■ Aim
Your copy of the material must match it exactly, except that pictures are dropped.

■ Data rows
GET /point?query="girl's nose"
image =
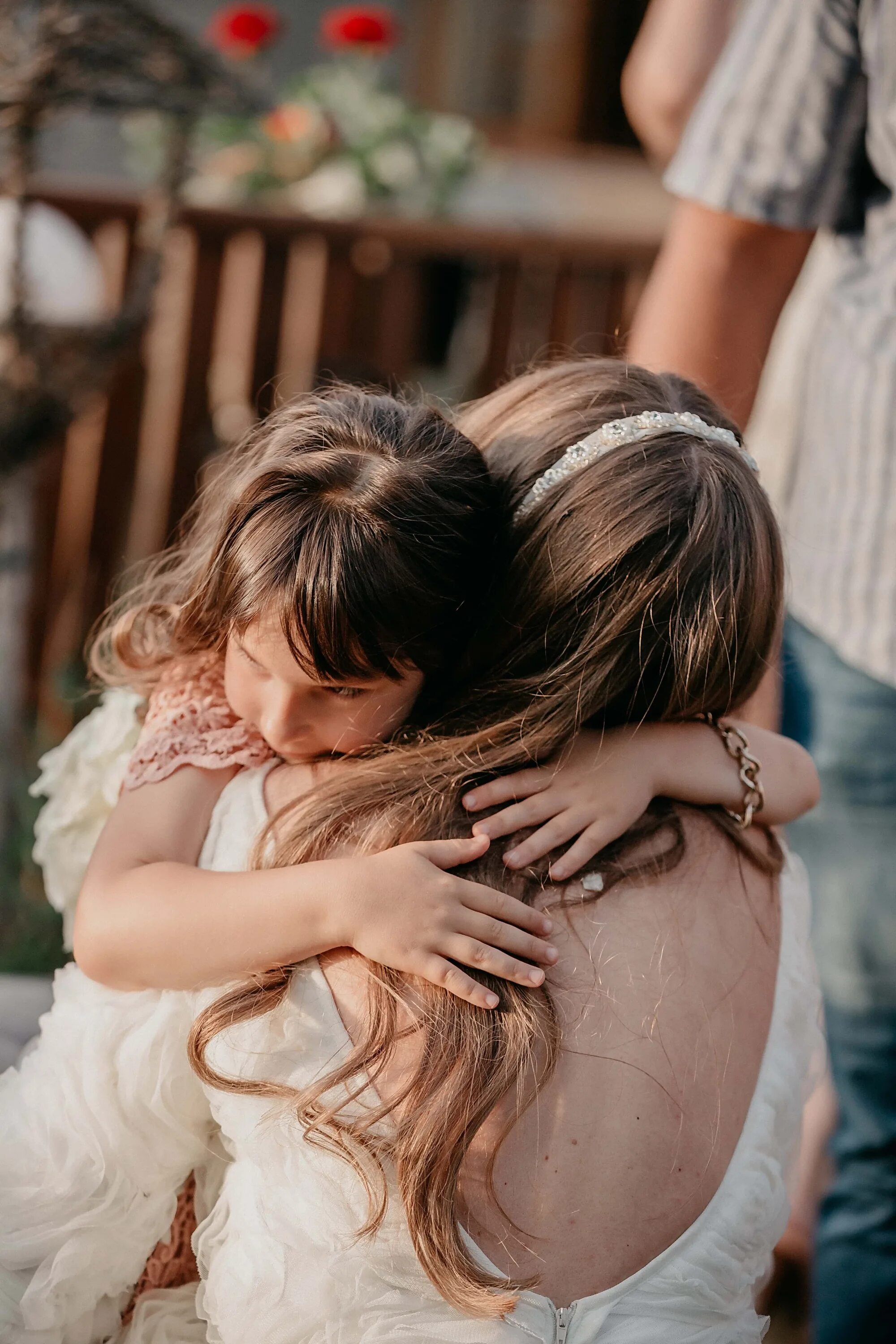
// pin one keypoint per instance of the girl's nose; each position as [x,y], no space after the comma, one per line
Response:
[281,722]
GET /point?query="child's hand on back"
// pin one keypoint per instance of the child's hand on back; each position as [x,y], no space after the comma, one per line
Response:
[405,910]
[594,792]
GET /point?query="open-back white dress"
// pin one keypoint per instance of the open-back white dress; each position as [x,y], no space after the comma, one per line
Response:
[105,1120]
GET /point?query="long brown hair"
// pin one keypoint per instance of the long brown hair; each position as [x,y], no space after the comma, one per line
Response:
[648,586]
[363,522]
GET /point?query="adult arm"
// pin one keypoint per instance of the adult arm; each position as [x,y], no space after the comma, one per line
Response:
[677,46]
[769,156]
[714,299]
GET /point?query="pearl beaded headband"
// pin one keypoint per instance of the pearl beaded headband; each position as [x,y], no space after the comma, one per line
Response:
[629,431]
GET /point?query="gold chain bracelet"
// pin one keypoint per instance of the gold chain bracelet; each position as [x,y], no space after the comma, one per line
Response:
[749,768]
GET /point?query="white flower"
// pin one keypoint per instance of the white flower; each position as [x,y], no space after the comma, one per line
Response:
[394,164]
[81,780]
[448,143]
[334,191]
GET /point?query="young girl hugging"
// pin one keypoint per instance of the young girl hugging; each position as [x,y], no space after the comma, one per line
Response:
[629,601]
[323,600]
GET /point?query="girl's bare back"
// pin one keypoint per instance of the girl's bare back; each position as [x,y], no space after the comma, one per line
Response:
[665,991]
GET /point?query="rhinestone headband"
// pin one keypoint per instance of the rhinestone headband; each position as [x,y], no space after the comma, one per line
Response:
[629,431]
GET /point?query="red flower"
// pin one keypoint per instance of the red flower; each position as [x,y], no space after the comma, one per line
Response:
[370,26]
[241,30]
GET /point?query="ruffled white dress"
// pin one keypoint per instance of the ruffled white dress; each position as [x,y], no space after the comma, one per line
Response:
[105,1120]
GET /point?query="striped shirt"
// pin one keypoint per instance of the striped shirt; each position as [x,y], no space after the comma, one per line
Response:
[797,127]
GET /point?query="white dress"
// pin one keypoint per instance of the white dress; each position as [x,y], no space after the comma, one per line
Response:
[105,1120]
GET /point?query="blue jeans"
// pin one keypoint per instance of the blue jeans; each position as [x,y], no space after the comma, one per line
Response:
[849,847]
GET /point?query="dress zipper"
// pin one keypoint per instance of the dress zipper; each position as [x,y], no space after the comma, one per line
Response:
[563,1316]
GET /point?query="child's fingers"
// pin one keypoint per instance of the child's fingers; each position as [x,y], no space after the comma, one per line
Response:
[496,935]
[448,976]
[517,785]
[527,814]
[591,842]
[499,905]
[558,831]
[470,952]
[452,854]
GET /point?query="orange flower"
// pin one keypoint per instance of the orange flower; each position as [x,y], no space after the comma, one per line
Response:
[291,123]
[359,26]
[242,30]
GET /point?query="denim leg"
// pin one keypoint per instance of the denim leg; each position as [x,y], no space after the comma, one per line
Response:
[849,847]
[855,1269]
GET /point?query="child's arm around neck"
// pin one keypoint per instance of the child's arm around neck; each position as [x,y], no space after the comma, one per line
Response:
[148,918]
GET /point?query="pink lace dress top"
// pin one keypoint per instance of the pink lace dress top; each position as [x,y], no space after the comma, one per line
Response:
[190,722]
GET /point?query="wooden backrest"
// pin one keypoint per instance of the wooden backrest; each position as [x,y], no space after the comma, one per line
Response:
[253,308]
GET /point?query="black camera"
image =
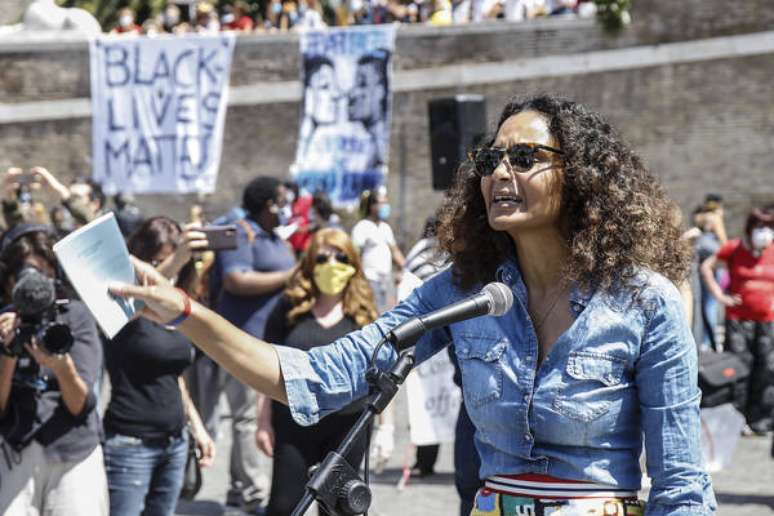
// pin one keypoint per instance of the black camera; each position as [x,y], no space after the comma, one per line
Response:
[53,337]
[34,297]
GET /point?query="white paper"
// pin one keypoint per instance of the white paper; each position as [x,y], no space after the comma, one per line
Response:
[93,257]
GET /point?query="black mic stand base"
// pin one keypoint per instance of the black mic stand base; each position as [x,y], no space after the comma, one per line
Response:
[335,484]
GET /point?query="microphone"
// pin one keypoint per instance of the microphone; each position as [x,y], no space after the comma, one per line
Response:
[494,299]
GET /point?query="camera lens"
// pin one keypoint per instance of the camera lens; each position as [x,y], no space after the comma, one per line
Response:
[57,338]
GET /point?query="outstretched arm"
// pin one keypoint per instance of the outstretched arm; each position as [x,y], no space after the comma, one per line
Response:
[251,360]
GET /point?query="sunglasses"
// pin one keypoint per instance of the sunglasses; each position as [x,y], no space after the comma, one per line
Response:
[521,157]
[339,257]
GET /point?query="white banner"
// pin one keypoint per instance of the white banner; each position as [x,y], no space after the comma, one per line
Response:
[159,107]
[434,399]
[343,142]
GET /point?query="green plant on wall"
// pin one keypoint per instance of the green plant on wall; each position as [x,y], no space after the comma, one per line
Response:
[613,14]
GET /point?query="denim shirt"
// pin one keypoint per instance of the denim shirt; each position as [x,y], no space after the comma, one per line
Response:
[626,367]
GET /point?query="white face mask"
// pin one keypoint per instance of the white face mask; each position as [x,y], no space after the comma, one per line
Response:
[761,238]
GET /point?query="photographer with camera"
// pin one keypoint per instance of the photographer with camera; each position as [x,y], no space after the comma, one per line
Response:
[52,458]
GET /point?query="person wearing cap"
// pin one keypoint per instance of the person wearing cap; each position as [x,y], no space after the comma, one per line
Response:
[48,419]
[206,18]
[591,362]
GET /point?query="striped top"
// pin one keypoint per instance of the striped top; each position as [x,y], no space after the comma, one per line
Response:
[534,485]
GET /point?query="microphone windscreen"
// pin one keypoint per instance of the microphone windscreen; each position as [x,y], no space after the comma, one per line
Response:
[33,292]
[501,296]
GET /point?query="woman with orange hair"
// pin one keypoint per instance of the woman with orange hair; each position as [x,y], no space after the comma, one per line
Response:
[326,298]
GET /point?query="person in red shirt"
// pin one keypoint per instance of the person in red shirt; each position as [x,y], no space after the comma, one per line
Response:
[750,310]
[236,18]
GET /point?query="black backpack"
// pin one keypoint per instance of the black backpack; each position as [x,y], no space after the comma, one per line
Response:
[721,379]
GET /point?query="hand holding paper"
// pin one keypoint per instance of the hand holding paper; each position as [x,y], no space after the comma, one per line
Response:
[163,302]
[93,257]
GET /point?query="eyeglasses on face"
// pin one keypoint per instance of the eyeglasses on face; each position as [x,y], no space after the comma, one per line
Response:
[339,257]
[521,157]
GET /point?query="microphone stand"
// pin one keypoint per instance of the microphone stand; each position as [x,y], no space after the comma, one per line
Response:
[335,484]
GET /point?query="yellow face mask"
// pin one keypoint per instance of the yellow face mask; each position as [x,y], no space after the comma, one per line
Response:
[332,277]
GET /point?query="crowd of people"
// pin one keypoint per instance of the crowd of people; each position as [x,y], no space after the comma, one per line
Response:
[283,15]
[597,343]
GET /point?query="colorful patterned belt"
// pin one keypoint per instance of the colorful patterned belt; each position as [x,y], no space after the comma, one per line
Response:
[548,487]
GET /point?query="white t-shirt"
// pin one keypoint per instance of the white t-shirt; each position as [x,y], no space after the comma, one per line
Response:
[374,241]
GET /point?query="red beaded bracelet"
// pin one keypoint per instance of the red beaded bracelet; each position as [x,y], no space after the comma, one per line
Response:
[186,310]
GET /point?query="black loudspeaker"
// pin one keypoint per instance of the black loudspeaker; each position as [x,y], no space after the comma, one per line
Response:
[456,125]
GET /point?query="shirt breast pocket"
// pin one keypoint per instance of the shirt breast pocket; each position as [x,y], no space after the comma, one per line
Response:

■ Response to this exercise
GET /point?query="girl's nose"
image =
// pin one keypoint per instance of the girl's nose; each position as [x,y], no space after the comma, one per line
Response:
[281,722]
GET /point?query="child's hand on back"
// pin one keypoint per instance of the child's hand on back; each position as [x,y], no space after the comma, one per line
Response:
[405,910]
[594,792]
GET /point?query="open-back white dress"
// pin one keypoint per instance of the open-back white dress; each position as [x,y], no space after the comma, one per line
Response:
[105,1120]
GET /point?query="long brown hair"
// pin one keypoint per instance of the long brown hair; each position as [x,y], no space after the comma, one per line
Response:
[648,586]
[363,522]
GET /point?query="adult arm"
// pin one keypoint per instance of the adult arm; each position as [x,y], no space after the comma, one per line
Response:
[677,46]
[769,156]
[714,299]
GET /point?query="pearl beaded headband"
// pin one keypoint per instance of the pearl beaded headband; each position as [x,y], no space after the comma, one per line
Response:
[629,431]
GET /point?query="gold chain bracelet"
// pin one keypoint per instance of the gold chain bracelet; each position as [x,y], no space after the comma, one per line
Response:
[749,768]
GET /point?query="white flower"
// pin one keypoint per instance of the white flower; each position as [x,y], no space after the comma, one per line
Response:
[394,164]
[81,780]
[448,143]
[334,191]
GET /point?query="young girl hugging"
// pin one keypoint per instance of the young girl hugging; each position as [x,y], no space after the comma, one per line
Response:
[629,601]
[323,600]
GET /point?query="girl's bare back"
// pin one keypoint per instance of the girl's bare back; each position as [x,y], no space after the comma, one per line
Response:
[665,991]
GET /point?query="rhinestone headband"
// pin one keypoint per instance of the rhinestone headband; each position as [x,y], no space after the comma, one per line
Response:
[629,431]
GET /point?query="red flower"
// pin one keypoint per instance of the red flower; each position as [x,y], no space after the comma, one per line
Response:
[370,26]
[241,30]
GET /point?query="ruffled white dress"
// pin one keypoint per instance of the ruffled white dress; each position as [x,y], no space after the comma, one per line
Response:
[105,1120]
GET /point?query="striped shirt"
// pin one keypoint per instance of the striped shirt; each position as [x,y], no space after the comma, one per line
Response:
[797,127]
GET /point?query="white dress"
// pin one keypoint per instance of the white dress; each position as [x,y], no space after the comma, one per line
Response:
[105,1120]
GET /point?query="blue jeans"
// pin one keypoint per instance of the blue jeans; each position as [x,y], no space after the comma, one per line
Response:
[849,847]
GET /point?query="dress zipper"
// pin one keypoint per instance of the dress zipper; each position as [x,y], no space after the comma, one per line
Response:
[563,1316]
GET /point?query="child's fingers"
// pin one keypoint per instance of the child's fingers; each position as [x,y], no space after the comma, one per line
Response:
[496,935]
[448,976]
[517,785]
[527,814]
[591,842]
[499,905]
[558,831]
[470,952]
[452,854]
GET /point?query="orange flower"
// pin one keypoint per instance of the orange flower; each position as [x,y], no space after the comma, one per line
Response:
[291,123]
[359,26]
[242,30]
GET /point?query="denim leg"
// pin one keypoint per instance of the denim leg; each position as [x,y], no space after the comma, one per line
Response:
[849,847]
[855,1269]
GET /point?query="child's arm around neck"
// pin one keypoint per instance of the child's arm around neck; each position as [x,y], no space after the comma, one per line
Response:
[148,918]
GET /point?query="pink lace dress top"
// pin one keypoint per instance of the pink lace dress top; each position as [x,y], no space after the comma, one per line
Response:
[190,722]
GET /point?query="wooden backrest"
// pin one keypoint per instance of the wooden backrest; each position as [x,y], no space after the comma, one per line
Response:
[253,308]
GET /point?query="black camera"
image =
// pin one keypoint per instance of the black camera; each position as [x,y], no space after the comma, one per line
Response:
[53,337]
[34,297]
GET /point?query="white paper"
// pin one keypoint per instance of the white paper; each position as [x,y], no space after the comma, one per line
Response:
[93,257]
GET /point?query="black mic stand base"
// pin one keypoint per instance of the black mic stand base; each position as [x,y], no space after the comma, one per line
Response:
[335,484]
GET /point?query="microphone"
// pin one keypoint per instance of the microphone; each position as [x,y], no space after the comma, one per line
Response:
[494,299]
GET /point?query="camera lens"
// pin one keypoint per instance of the camera lens; each position as [x,y], no space after the comma, one per line
Response:
[57,338]
GET /point?query="outstretched arm"
// pin one keypoint per instance of the outstretched arm; each position as [x,y], no space after the comma, one per line
Response:
[251,360]
GET /point?query="sunglasses"
// pin one keypoint per instance of the sunglasses; each position as [x,y], no space after the comma, one per line
Response:
[521,157]
[339,257]
GET /point?query="white banner"
// pin one keypoint per instance of the white banner; each position as [x,y], no space after the comma, one per line
Response:
[159,107]
[434,399]
[343,142]
GET /point?query="green plant on wall"
// pin one keypoint per instance of the green plant on wall; each position as [x,y], no space after the comma, one per line
Response:
[613,14]
GET /point?query="denim shirt"
// pin one keypoint per instance of the denim shirt; each position as [x,y], no space after the comma, one per line
Response:
[626,367]
GET /point?query="white face mask"
// pin one keypoint per instance of the white face mask; each position as [x,y], no space after the comma, one per line
Response:
[761,238]
GET /point?query="photographer with camera"
// pin one keypoint per instance of the photographer with camera; each position as [x,y], no space after the comma, one per line
Response:
[52,458]
GET /point?query="person wearing cap"
// pin one keypoint per instance of the person wearing cap; each position as [x,y], no space after the comma, one per line
Response:
[48,419]
[206,18]
[591,362]
GET /point?query="striped top"
// pin one keypoint per instance of the striped top; each position as [x,y], no space after the comma, one per line
Response:
[534,485]
GET /point?query="microphone windscreen"
// pin one keypoint per instance of the microphone windscreen; each position as [x,y], no space after the comma, one per line
Response:
[33,292]
[501,296]
GET /point?query="woman with orange hair"
// pin one keypoint per instance of the woman with orange hair; each position as [x,y], no space after the comma, one per line
Response:
[326,298]
GET /point?query="person in red shirt"
// pin one keypoint per instance of the person in red shirt; each position as [x,y], no space after the comma, one per line
Response:
[750,310]
[236,18]
GET /point?query="black backpack"
// pin one keypoint per instance of the black backpack; each position as [x,y], no space after the comma, one per line
Response:
[721,379]
GET /point?query="hand holding paper"
// pin one keypoint per instance of the hand holding paper; each position as [x,y], no space after the comma, one per line
Response:
[163,302]
[93,257]
GET /point?query="eyeglasses on face"
// pin one keypoint per instance of the eyeglasses on face; each position as [x,y], no space after the comma, one per line
Response:
[339,257]
[521,157]
GET /point?query="microphone stand"
// pin one keypoint per instance of the microphone stand; each position as [x,y], no space after the comma, one per line
Response:
[335,484]
GET /point?query="yellow face mask"
// pin one keypoint per instance of the yellow face mask; each position as [x,y], no space after the comma, one per line
Response:
[332,277]
GET /point?query="crowd of people"
// pin one keypoint per instance of the crowd of people; each position as [x,y], no space after the comma, one per line
Response:
[283,15]
[597,343]
GET /point?query="colorful patterned belt"
// pin one keypoint per instance of the colorful patterned belt; each position as [x,y], no space after the comma, one per line
Response:
[548,487]
GET /point?query="white t-shirt"
// pin one keypoint per instance of the white t-shirt; each position as [x,y], no space after the comma, one per line
Response:
[374,241]
GET /point?query="red beaded bracelet"
// pin one keypoint per instance of the red beaded bracelet; each position as [x,y], no space after the comma, one per line
Response:
[186,310]
GET /point?query="black loudspeaker"
// pin one keypoint per instance of the black loudspeaker; each position as [x,y], no space after the comma, one per line
Response:
[456,125]
GET /point?query="shirt breast pocket"
// pin one keypoint per instance of the shirt breast pocket; each position as [x,y], no space after the comma, one per line
Response:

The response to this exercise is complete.